(Work to do):
1 – Answer these questions from the passage on deer hunting at Old River WMA, one line each:
(a) How many deer were harvested during the 2009 season?
(b) According to Williams, what two things let a hunter be in business no matter how close or far the stand is from the Pearl?
(c) Which type of stand probably gets more of a workout on Old River WMA?
2 – Carry the passage on deer hunting at Old River WMA forward from its last sentence.

(Excerpt to read):
◇ ◇ ◇ ◇ ◇

The total number of deer harvested during the 2009 was 36, and the total deer harvested during the 2011 season was 78. Of that 2011-2012 total, 30 were does and 48 were bucks.
To get in on some of this action, hunters can best access Old River WMA by boat. Not only does entering the western side of the WMA off the Pearl River help hunters gain access to some of the best hunting spots, it also help hunters get away from some of the crowd.
Deer frequently travel sloughs and drains that dump into the Pearl River, and the mouths of these kinds of waterways are good places to tie up a boat and go exploring. Obviously, the farther you push back into the thickest cover, the better your chances are of scoring a deer, but Williams has success hunting close to the river.
"I've been in the stand before hunting and could see the river," he noted. "As long as you can find good, thick cover and some kind of food source, you can be in business no matter how close or far you are from the Pearl."
Although some hunters use portable ladder stands with their names and phone numbers permanently written on or attached to the stands, climbing stands probably get more of a workout on Old River WMA because of the freedom they provide hunters who would rather hunt the deer than hunt spots.

◇ ◇ ◇ ◇ ◇

(Supplied records):
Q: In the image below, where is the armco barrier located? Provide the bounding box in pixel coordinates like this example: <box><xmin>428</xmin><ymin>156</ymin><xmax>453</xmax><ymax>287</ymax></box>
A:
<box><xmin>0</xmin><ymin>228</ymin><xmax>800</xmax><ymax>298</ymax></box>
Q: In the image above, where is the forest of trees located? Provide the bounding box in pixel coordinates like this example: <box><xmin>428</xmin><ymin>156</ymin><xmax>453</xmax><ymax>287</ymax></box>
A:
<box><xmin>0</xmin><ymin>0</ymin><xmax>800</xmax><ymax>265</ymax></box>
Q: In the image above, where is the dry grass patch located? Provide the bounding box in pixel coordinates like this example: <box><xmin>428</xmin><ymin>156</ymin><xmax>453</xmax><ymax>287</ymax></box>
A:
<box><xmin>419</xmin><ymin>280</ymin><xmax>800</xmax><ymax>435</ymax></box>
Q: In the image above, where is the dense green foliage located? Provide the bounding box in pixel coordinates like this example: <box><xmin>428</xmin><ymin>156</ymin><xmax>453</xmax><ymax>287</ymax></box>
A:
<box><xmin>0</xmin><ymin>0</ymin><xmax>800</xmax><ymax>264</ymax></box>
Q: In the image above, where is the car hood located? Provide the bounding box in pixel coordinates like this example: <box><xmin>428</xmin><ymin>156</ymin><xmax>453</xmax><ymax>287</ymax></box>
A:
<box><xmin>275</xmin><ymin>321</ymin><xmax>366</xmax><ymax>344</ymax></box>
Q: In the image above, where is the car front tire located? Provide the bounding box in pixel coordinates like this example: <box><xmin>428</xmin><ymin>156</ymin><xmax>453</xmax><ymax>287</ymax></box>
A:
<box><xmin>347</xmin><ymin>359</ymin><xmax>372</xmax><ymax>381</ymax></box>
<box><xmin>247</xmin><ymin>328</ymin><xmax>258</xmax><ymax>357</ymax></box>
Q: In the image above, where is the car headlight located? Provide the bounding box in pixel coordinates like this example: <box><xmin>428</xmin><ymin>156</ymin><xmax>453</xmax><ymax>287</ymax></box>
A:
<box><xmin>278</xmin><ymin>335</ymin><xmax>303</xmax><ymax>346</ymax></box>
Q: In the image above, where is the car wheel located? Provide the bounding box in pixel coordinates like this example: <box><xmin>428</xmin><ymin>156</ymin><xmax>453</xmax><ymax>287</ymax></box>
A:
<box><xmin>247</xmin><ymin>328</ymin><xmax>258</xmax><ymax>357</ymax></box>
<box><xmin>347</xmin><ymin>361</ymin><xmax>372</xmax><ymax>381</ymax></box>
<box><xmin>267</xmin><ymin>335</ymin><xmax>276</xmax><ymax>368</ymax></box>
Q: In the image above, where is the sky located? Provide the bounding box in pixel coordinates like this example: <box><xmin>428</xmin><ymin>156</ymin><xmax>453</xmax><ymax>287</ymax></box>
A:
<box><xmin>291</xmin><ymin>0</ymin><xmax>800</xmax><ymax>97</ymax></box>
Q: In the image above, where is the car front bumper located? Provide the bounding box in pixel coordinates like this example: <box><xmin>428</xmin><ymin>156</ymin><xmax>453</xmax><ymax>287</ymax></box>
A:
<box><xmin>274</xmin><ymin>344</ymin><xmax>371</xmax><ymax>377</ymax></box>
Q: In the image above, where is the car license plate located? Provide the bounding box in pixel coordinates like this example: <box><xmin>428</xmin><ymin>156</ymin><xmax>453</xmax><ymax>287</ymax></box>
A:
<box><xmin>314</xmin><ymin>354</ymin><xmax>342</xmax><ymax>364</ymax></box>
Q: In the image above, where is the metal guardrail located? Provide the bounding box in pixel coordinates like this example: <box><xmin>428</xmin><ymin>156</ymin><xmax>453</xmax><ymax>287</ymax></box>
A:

◇ ◇ ◇ ◇ ◇

(Task-by-task outputs):
1 –
(a) 36
(b) Good, thick cover and some kind of food source
(c) Climbing stands

2 –
But to hear Williams talk about hunting river bottoms like those found in Old River, sometimes the best stand is right under your feet.
"I can't tell you how many animals I've seen hunting along the Pearl River just sitting on a log," he said. "During the early part of the season, (if) you get much higher than 10 feet up a tree and all the understory vegetation is going to block your view."
No matter whether you choose to hunt from a ladder, a climber or on the ground, locating that stand in the right spot is going to increase your chances of seeing animals. Although you might be able to go in and pick a good acorn tree and get lucky, finding the right combination of food, thickets and trails will put you right in their wheelhouses.
Successful hunters choose to hunt on the edges of the thickets because that is where deer like to travel; choose a thicket during a scouting trip, and you'll find deer trails traversing the thickest spots.
"If you can find a spot in a thicket with trails that cross each other, you're in business," Williams explained. "And the real key to hunting these river-bottom public lands on either side of the river is to find those crossing trails close to a good water source with some big white oak trees dropping acorns on the ground."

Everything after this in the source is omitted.